Medical Device Design and Infection Prevention: What Do Manufacturers Need to Know?
A growing concern for healthcare providers is the expanding universe of drug-resistant microbes and the hospital-acquired infections that can result in complications, mortality, and morbidity. Infection prevention is critical for medical device manufacturers, as medical devices have been known to harbor drug-resistant microbes and transmit device-related infections – even after the devices have been appropriately disinfected. FDA has addressed the infection rates associated with reprocessed devices like duodenoscopes by placing new and additional obligations on manufacturers to verify that new product designs reduce the contamination rate. In this installment of Medmarc’s webinar series, Dr. Howard Loree of Exponent will address:
- Causes of Medical Device Infection
- Design Strategies for Infection Prevention for Single Use and Reusable Devices
- Device Use and Environment
- Design Verification for Infection Prevention
Howard Loree. II, Ph.D. | Manager| Biomedical Engineering & Sciences | Exponent
Dr. Howard Loree has over 25 years of diverse R&D experience in the medical device industry and a hands-on aptitude across the complete product development life cycle in both startup and growth stage companies. He has developed highly innovative surgical and interventional products for mechanical circulatory support, vascular access, peripheral vascular, neurovascular, spine, and ophthalmology applications. Dr. Loree’s consulting activities have focused on cardiovascular devices and include technology assessment, product design optimization, design verification & validation (V&V) testing, medical device health risk assessment (HRA), post-market regulatory support, and assistance with post-market regulatory/compliance inquiries.
Dr. Loree is a recognized expert in the development of rotary blood pump systems for implantable and wearable cardiovascular applications. This includes his role as Senior Scientist / Manager of Research at Thermo Cardiosystems / Thoratec (now part of Abbott) in starting and leading the HeartMate III program which commercialized a highly successful ventricular assist device (VAD) product. As Principal Staff Scientist at ABIOMED, he contributed to the regulatory approval and ongoing innovation of the Impella VAD product line. Most recently, as Vice President of R&D at Flow Forward Medical (now part of Artio Medical), Dr. Loree led the development of a novel device that rapidly dilates peripheral veins for use in creating reliable and durable arteriovenous fistula (AVF) vascular access sites for hemodialysis.

Stored entries:
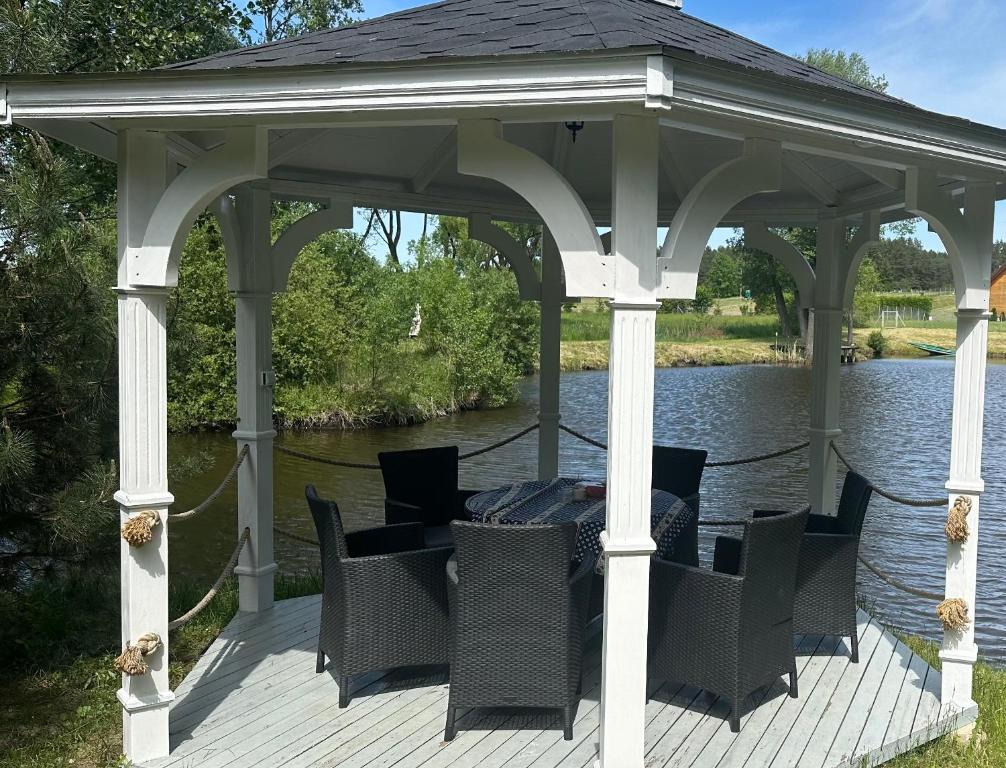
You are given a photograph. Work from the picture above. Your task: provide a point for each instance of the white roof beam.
(812, 181)
(672, 170)
(889, 177)
(290, 144)
(439, 159)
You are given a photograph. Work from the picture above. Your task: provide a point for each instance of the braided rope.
(763, 457)
(584, 438)
(887, 579)
(728, 463)
(294, 536)
(906, 500)
(228, 478)
(227, 572)
(362, 465)
(500, 444)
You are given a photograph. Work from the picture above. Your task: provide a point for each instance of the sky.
(945, 55)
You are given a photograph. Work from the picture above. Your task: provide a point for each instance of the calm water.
(895, 416)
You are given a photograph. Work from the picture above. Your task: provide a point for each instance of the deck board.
(255, 701)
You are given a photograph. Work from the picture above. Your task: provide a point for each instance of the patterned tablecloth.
(542, 501)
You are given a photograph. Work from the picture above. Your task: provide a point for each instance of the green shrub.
(867, 306)
(878, 343)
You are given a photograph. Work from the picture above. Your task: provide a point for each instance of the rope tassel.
(957, 520)
(131, 661)
(139, 528)
(953, 613)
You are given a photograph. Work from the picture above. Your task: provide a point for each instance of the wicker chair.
(518, 612)
(826, 579)
(421, 485)
(729, 630)
(384, 601)
(678, 470)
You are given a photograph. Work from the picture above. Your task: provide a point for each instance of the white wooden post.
(825, 394)
(626, 540)
(959, 651)
(548, 359)
(143, 448)
(254, 332)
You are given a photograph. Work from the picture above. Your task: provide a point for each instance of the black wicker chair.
(826, 579)
(729, 630)
(518, 613)
(678, 470)
(384, 603)
(421, 485)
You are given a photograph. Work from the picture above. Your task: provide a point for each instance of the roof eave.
(695, 93)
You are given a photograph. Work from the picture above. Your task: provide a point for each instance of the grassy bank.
(58, 699)
(688, 339)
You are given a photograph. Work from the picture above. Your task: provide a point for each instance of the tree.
(57, 260)
(389, 232)
(998, 254)
(850, 66)
(721, 272)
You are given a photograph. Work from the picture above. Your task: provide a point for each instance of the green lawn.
(671, 326)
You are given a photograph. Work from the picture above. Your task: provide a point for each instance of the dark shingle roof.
(502, 27)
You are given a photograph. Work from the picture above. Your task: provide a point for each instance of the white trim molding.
(482, 151)
(241, 157)
(867, 238)
(337, 215)
(758, 169)
(759, 237)
(965, 234)
(481, 227)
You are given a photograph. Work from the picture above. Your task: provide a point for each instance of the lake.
(896, 417)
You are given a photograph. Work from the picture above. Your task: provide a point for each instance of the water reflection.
(896, 416)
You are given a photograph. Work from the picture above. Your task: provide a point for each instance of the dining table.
(553, 501)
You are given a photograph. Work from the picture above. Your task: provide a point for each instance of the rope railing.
(895, 497)
(227, 572)
(728, 463)
(580, 436)
(139, 528)
(364, 465)
(897, 584)
(228, 478)
(294, 536)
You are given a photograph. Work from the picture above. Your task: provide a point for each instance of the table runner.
(550, 501)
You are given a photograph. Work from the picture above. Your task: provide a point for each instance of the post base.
(145, 726)
(256, 588)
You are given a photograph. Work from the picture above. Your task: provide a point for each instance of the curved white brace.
(867, 237)
(606, 242)
(483, 152)
(303, 232)
(760, 237)
(241, 157)
(528, 283)
(226, 217)
(963, 235)
(759, 169)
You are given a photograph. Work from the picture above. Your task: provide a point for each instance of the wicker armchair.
(421, 485)
(826, 579)
(518, 613)
(384, 601)
(678, 470)
(729, 630)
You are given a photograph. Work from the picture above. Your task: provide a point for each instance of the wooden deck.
(255, 701)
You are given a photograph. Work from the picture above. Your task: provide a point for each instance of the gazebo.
(468, 108)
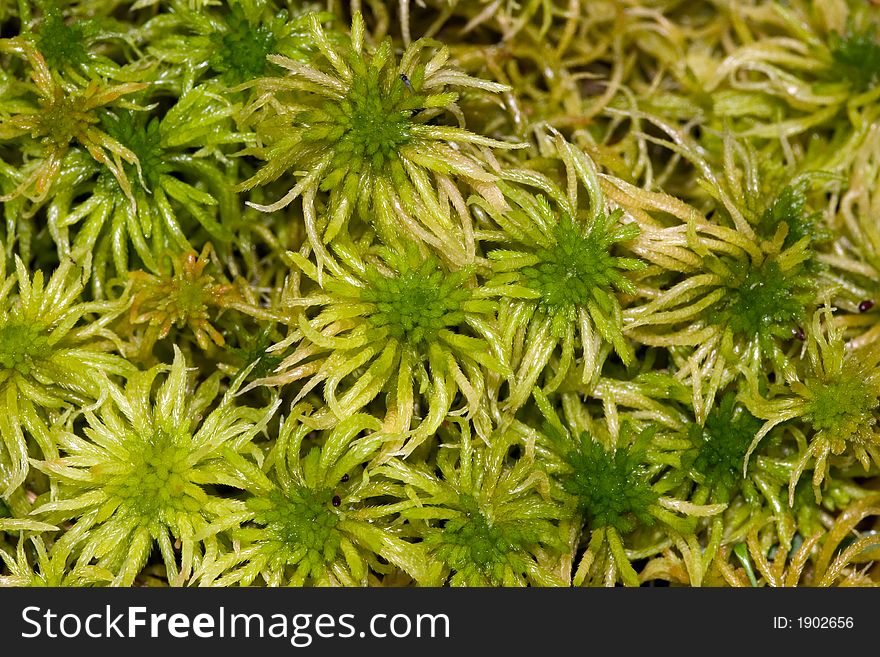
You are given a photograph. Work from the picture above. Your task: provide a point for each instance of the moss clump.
(439, 293)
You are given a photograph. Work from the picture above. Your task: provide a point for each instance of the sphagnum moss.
(444, 293)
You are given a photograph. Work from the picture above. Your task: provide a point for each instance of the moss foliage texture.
(439, 293)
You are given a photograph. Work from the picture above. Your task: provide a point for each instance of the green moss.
(21, 343)
(417, 303)
(763, 302)
(722, 443)
(63, 43)
(841, 407)
(611, 486)
(577, 271)
(366, 129)
(241, 49)
(157, 482)
(301, 524)
(141, 136)
(856, 55)
(790, 208)
(480, 551)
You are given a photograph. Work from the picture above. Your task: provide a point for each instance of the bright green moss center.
(21, 345)
(366, 127)
(477, 550)
(144, 141)
(612, 487)
(62, 44)
(418, 303)
(302, 523)
(765, 303)
(721, 444)
(158, 479)
(857, 56)
(570, 270)
(842, 407)
(241, 50)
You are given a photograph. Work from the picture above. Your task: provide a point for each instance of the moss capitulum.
(417, 304)
(22, 344)
(611, 486)
(241, 50)
(367, 128)
(144, 141)
(61, 43)
(765, 302)
(157, 480)
(722, 443)
(472, 542)
(571, 269)
(302, 523)
(842, 407)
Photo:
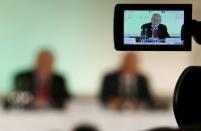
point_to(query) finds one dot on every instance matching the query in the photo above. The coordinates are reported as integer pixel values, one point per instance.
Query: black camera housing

Activity A »
In the medical device infection prevention text, which position did Dr. Loree hold at Flow Forward Medical?
Activity B »
Write out the part of the medical device infection prevention text that opens with the words containing "Dr. Loree is" and closes with "sites for hemodialysis.".
Activity C »
Write what comes next in the medical device infection prevention text, picking up after its final sentence.

Written answer A »
He was Vice President of R&D.

Written answer B »
Dr. Loree is a recognized expert in the development of rotary blood pump systems for implantable and wearable cardiovascular applications. This includes his role as Senior Scientist / Manager of Research at Thermo Cardiosystems / Thoratec (now part of Abbott) in starting and leading the HeartMate III program which commercialized a highly successful ventricular assist device (VAD) product. As Principal Staff Scientist at ABIOMED, he contributed to the regulatory approval and ongoing innovation of the Impella VAD product line. Most recently, as Vice President of R&D at Flow Forward Medical (now part of Artio Medical), Dr. Loree led the development of a novel device that rapidly dilates peripheral veins for use in creating reliable and durable arteriovenous fistula (AVF) vascular access sites for hemodialysis.

Written answer C »
Dr. Loree has direct experience in leading projects from initial concept through in vivo feasibility, intellectual property (IP) development, design requirements, human factors analysis, failure mode and effects analysis (FMEA), design freeze, technology transfer from product development contractors, design V&V testing, and preparation for first-in-human trials. His personal technical accomplishments include raising over $4.5M in NIH funding for medical device development; planning, executing, and reporting preclinical studies to rapidly establish in vitro and in vivo feasibility; and supporting successful FDA submissions including IND, IDE, HDE, 510(k), and PMA.
Dr. Loree’s education includes B.S. and M.S. degrees in Mechanical Engineering from MIT as well as a Ph.D. in Medical Engineering from the Harvard‐MIT Division of Health Sciences and Technology. At MIT, his coursework and research focused on design, biomaterials, fluid mechanics, and medical sciences. He also completed a postdoctoral research fellowship in cardiovascular biomechanics at the Brigham and Women's Hospital, Harvard Medical School.